[Supplied entries]:
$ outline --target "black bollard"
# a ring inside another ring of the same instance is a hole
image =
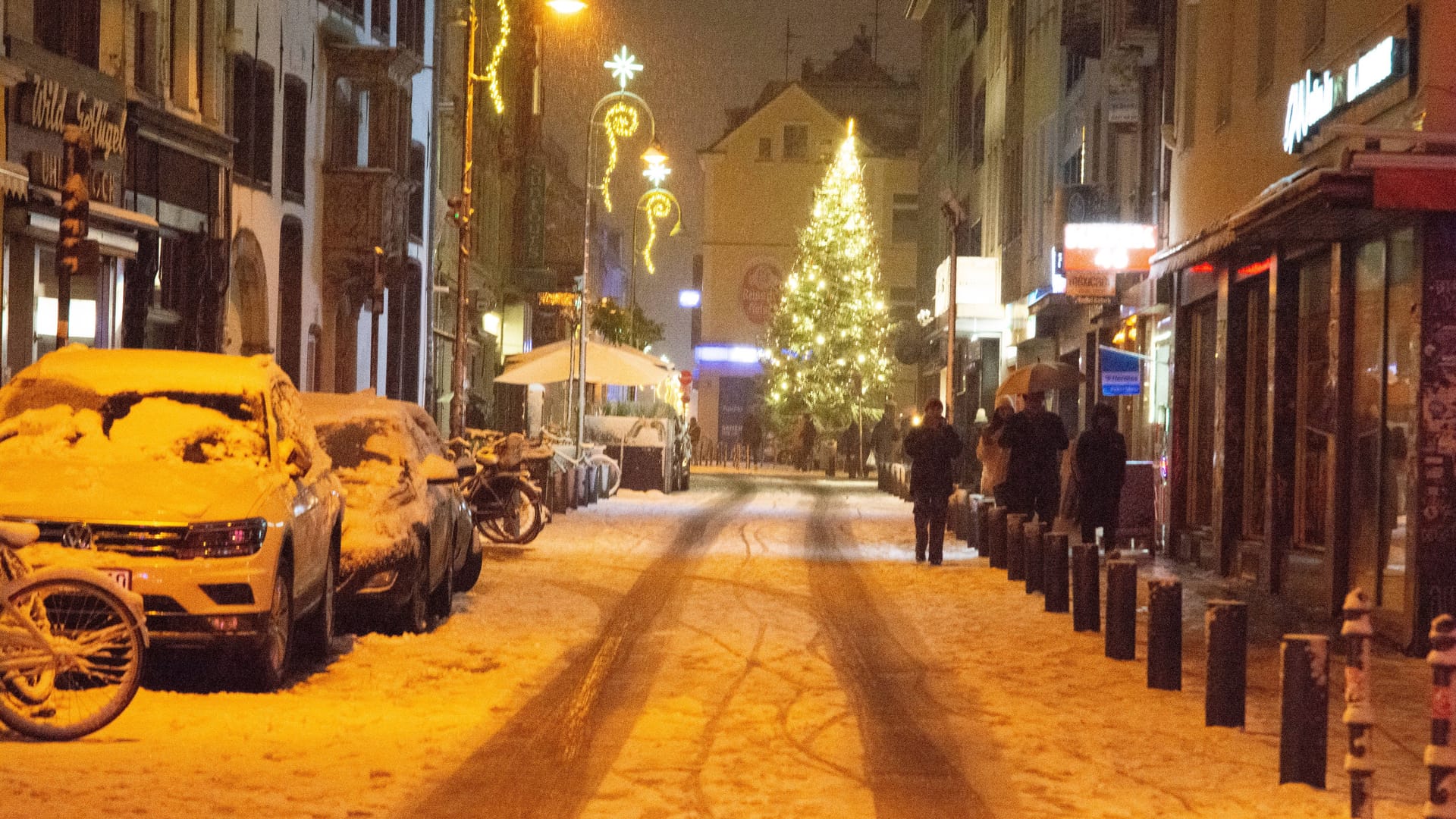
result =
[[[1026,516],[1006,516],[1006,580],[1026,579]]]
[[[1248,692],[1249,606],[1238,600],[1208,600],[1204,628],[1208,685],[1204,689],[1203,723],[1242,729]]]
[[[1096,544],[1072,546],[1072,628],[1076,631],[1099,631],[1102,628],[1102,605],[1096,568]]]
[[[1147,581],[1147,688],[1182,691],[1182,583]]]
[[[986,551],[992,568],[1006,568],[1006,507],[993,506],[986,513]]]
[[[1374,816],[1374,762],[1370,759],[1370,734],[1374,733],[1374,704],[1370,701],[1370,638],[1374,627],[1370,624],[1370,596],[1356,587],[1345,595],[1344,624],[1340,635],[1345,638],[1345,772],[1350,774],[1350,816],[1372,819]]]
[[[1107,561],[1107,640],[1114,660],[1137,659],[1137,561]]]
[[[1022,535],[1022,552],[1026,555],[1026,593],[1034,595],[1041,592],[1041,552],[1042,539],[1045,539],[1047,528],[1040,522],[1026,523]]]
[[[1450,778],[1456,774],[1456,752],[1452,751],[1452,679],[1456,676],[1456,618],[1440,615],[1431,621],[1431,742],[1425,746],[1425,767],[1431,774],[1431,790],[1421,816],[1440,819],[1452,815]]]
[[[1072,595],[1067,587],[1067,536],[1063,533],[1045,535],[1041,539],[1041,589],[1045,595],[1044,608],[1053,614],[1066,614],[1070,609]]]
[[[1278,783],[1324,788],[1329,749],[1329,637],[1286,634],[1280,663]]]

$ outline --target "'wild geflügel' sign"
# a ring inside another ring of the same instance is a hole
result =
[[[92,146],[103,159],[121,154],[127,147],[127,106],[71,90],[58,80],[31,76],[22,87],[20,121],[32,128],[66,133],[66,125],[80,125],[90,134]]]
[[[1385,85],[1386,80],[1405,76],[1409,70],[1405,44],[1405,39],[1388,36],[1340,71],[1318,74],[1305,71],[1305,76],[1289,87],[1289,103],[1284,106],[1284,152],[1299,153],[1305,140],[1321,122]]]

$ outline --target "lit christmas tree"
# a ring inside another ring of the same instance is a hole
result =
[[[769,322],[769,408],[780,423],[807,411],[821,430],[847,427],[890,393],[888,344],[879,246],[850,121]]]

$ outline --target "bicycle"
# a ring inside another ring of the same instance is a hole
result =
[[[32,570],[16,549],[39,536],[0,520],[0,723],[42,740],[86,736],[141,685],[141,597],[90,568]]]
[[[524,545],[546,528],[542,493],[521,468],[524,439],[510,436],[472,436],[470,450],[476,474],[460,491],[470,506],[476,530],[496,544]]]

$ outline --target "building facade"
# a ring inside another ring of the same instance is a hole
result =
[[[824,67],[805,64],[796,82],[769,85],[751,108],[731,111],[727,133],[699,154],[702,307],[693,347],[697,418],[708,440],[737,442],[744,417],[761,405],[757,351],[847,118],[862,143],[891,321],[913,321],[917,87],[890,76],[869,51],[869,39],[859,36]],[[911,369],[897,369],[894,396],[901,407],[914,404]]]
[[[1456,611],[1456,9],[1255,7],[1174,28],[1175,544],[1418,646]]]

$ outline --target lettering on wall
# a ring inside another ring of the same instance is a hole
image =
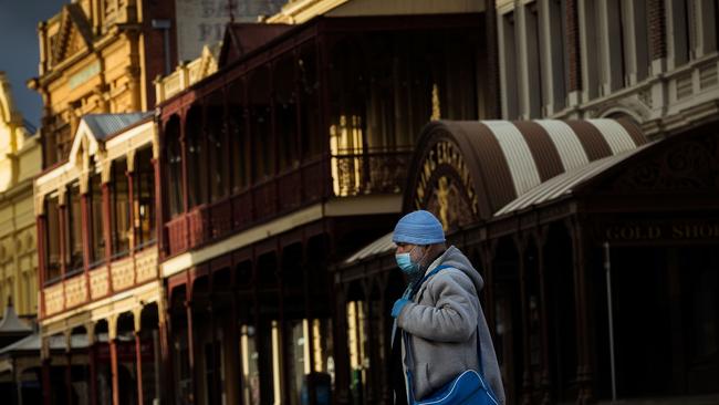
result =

[Stated exercise]:
Copy all of the items above line for line, leaving the pictures out.

[Output of the exercise]:
$ outline --target "black bollard"
# a ring inside another ring of the same instance is a hole
image =
result =
[[[1026,516],[1006,516],[1006,580],[1026,579]]]
[[[1248,692],[1249,606],[1238,600],[1208,600],[1204,628],[1208,685],[1204,689],[1203,723],[1242,729]]]
[[[1096,544],[1072,546],[1072,628],[1076,631],[1099,631],[1102,628],[1102,605],[1096,568]]]
[[[1147,581],[1147,688],[1182,691],[1182,583]]]
[[[986,551],[992,568],[1006,568],[1006,507],[993,506],[986,513]]]
[[[1374,816],[1374,762],[1370,759],[1370,734],[1374,733],[1374,704],[1370,701],[1370,638],[1374,627],[1370,624],[1370,596],[1356,587],[1345,595],[1344,624],[1340,635],[1345,638],[1345,772],[1350,774],[1350,816],[1372,819]]]
[[[1107,561],[1107,640],[1114,660],[1137,659],[1137,561]]]
[[[1022,535],[1022,552],[1026,555],[1026,593],[1034,595],[1041,592],[1041,552],[1042,539],[1045,539],[1047,528],[1040,522],[1026,523]]]
[[[1450,778],[1456,774],[1456,752],[1452,751],[1452,679],[1456,676],[1456,618],[1440,615],[1431,621],[1431,742],[1425,746],[1425,767],[1431,774],[1431,790],[1421,816],[1440,819],[1452,815]]]
[[[1072,595],[1067,587],[1067,536],[1063,533],[1045,535],[1041,539],[1041,589],[1045,595],[1044,608],[1053,614],[1066,614],[1070,609]]]
[[[1278,783],[1324,788],[1329,749],[1329,637],[1286,634],[1280,663]]]

$ outline --target "'wild geflügel' sign"
# a ring inside another ring of the same instance is a hole
result =
[[[92,146],[103,159],[121,154],[127,147],[127,106],[71,90],[58,80],[31,76],[22,87],[20,121],[32,128],[66,133],[66,125],[80,125],[90,134]]]
[[[1385,85],[1386,80],[1405,76],[1409,70],[1405,44],[1405,39],[1388,36],[1340,71],[1318,74],[1305,71],[1305,76],[1289,87],[1289,103],[1284,106],[1284,152],[1299,153],[1305,140],[1321,122]]]

$ outline --target "lit christmas tree"
# a ring inside another ring of the same instance is a hole
result =
[[[769,322],[769,408],[780,423],[807,411],[821,430],[847,427],[890,393],[888,344],[879,246],[850,121]]]

$ outline --target "bicycle"
# a ring inside another ring of the same instance is a hole
result =
[[[32,570],[16,549],[39,536],[0,520],[0,723],[42,740],[86,736],[141,685],[141,597],[90,568]]]
[[[524,545],[546,528],[542,493],[521,468],[524,439],[510,436],[472,436],[470,450],[476,474],[460,491],[470,506],[476,530],[496,544]]]

$ outline --target "building facade"
# a ring inside another ring of the same instance is a hole
result =
[[[824,67],[805,64],[796,82],[769,85],[751,108],[731,111],[727,133],[699,154],[702,307],[693,347],[697,418],[708,440],[737,442],[744,417],[761,405],[757,351],[847,118],[862,143],[891,321],[913,321],[917,87],[890,76],[869,51],[869,39],[859,36]],[[911,369],[897,369],[894,396],[901,407],[914,404]]]
[[[1456,611],[1456,9],[1255,7],[1174,28],[1175,544],[1418,646]]]

$ outline --target lettering on wall
# a ring inside another ring of the same instance is a hole
image =
result =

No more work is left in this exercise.